> [CHALLENGE] Every entry needs to be reproduced exactly.

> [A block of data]
— START —

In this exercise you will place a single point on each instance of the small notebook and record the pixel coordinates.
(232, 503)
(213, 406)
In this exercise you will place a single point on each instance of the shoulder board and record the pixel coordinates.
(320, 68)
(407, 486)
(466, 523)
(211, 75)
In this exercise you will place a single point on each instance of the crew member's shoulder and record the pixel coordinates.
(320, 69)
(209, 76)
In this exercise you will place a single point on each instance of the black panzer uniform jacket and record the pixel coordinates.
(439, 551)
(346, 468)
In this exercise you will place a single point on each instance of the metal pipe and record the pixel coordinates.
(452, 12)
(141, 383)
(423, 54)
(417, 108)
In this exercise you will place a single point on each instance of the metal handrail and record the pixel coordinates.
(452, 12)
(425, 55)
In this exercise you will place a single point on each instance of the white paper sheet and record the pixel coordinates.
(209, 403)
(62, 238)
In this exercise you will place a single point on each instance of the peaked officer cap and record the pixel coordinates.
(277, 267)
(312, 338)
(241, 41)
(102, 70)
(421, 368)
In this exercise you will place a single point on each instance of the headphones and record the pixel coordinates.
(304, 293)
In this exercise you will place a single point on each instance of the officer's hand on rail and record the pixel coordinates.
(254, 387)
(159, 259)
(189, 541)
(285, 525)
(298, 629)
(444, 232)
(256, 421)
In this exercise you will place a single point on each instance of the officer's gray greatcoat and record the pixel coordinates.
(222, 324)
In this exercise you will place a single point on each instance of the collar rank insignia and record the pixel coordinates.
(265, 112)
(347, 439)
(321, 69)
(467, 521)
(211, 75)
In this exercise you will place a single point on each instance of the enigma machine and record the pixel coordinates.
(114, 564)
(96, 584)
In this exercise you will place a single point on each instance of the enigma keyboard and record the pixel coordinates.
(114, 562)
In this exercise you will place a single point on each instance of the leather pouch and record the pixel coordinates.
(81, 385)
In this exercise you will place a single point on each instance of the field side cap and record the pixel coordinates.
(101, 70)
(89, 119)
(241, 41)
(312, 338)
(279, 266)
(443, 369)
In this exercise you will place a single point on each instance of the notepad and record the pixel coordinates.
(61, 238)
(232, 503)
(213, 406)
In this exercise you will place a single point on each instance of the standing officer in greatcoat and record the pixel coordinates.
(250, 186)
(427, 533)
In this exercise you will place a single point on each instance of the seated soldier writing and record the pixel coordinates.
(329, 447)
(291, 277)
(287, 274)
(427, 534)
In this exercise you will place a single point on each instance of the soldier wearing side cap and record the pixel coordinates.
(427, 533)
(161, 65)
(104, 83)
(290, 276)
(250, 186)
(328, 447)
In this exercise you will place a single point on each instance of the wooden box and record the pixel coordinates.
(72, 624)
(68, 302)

— END —

> [OUTPUT]
In this exercise you will place a single point on each instance of the small notebook and record the pixel coordinates.
(232, 503)
(213, 406)
In this exercise you will place a single point on each instance of the shoulder board and record the pixel coordinates.
(320, 68)
(407, 486)
(466, 523)
(211, 75)
In this exercise you will place a single point on each instance of the crew member's shoulder and record the pixel coordinates.
(320, 69)
(209, 76)
In this exercise you will place a single point on each instance of the black panzer uniform jacket and record the pixel coordinates.
(439, 551)
(346, 468)
In this exercise you will place a single point on each instance of the metal pipe and record the pixel coordinates.
(452, 12)
(141, 383)
(423, 54)
(417, 108)
In this exercise you will place a single point on each instance of the metal handrail and record the pixel coordinates.
(452, 12)
(425, 55)
In this exercise you will place a single point on each instance of the white paper sheet and record the pixel coordinates.
(209, 403)
(62, 238)
In this exercise you will place a single point on each instance of the peaked officer cap and record the pixel coordinates.
(277, 267)
(312, 338)
(241, 41)
(102, 70)
(421, 368)
In this exercise you will place a single point on each instance of the headphones and record the pixel coordinates.
(304, 293)
In this exercise you will place a single point on each instance of the officer's hand on rail and record the pixel coordinates.
(254, 387)
(159, 259)
(189, 541)
(285, 525)
(298, 629)
(444, 232)
(256, 421)
In this exercise you will place a single point on each instance of the officer's gray greatcoat and record the pixel coordinates.
(222, 324)
In this exercise you will place a single point on each instance of the collar rank insignia and record the pixel coordinates.
(265, 112)
(347, 439)
(321, 69)
(467, 521)
(211, 75)
In this exercise you will place a single point on each instance of the enigma machine and record the pixel coordinates.
(114, 564)
(96, 584)
In this exercise you will place a single point on each instance of the enigma keyboard and record the pixel coordinates.
(114, 562)
In this exercise you will place a single point on each instance of the leather pouch and record the pixel coordinates.
(81, 385)
In this exercise you will place a single point on each instance of the field side cap and record the pixel coordinates.
(101, 70)
(89, 119)
(241, 41)
(312, 338)
(279, 266)
(443, 369)
In this exercise you will place a single point on each instance of the notepad and record the pixel coordinates.
(61, 238)
(232, 503)
(213, 406)
In this exercise you will place a single point on each instance of the standing officer in greatcoat and record the pixel coordinates.
(250, 186)
(427, 533)
In this exercise you will place a single point on each instance of the seated soldier writing and record the pixel coordinates.
(329, 447)
(291, 277)
(287, 274)
(427, 534)
In this exercise you will place a single point on each instance of the soldier wearing side cap and record the pixel coordinates.
(427, 533)
(161, 65)
(104, 83)
(290, 276)
(250, 186)
(328, 447)
In this exercise you will place a single point on each instance of the wooden box and record the pixel coordinates.
(72, 624)
(68, 302)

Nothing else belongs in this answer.